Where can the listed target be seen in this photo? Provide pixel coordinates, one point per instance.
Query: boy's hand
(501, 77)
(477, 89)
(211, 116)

^^^^^^^^

- [TRY IT]: Retype the entries. Every line must match exactly.

- [TASK RESPONSE]:
Where can the listed target be seen in this photo? Provide pixel coordinates, one point per instance.
Query: boy's hand
(501, 77)
(477, 89)
(211, 116)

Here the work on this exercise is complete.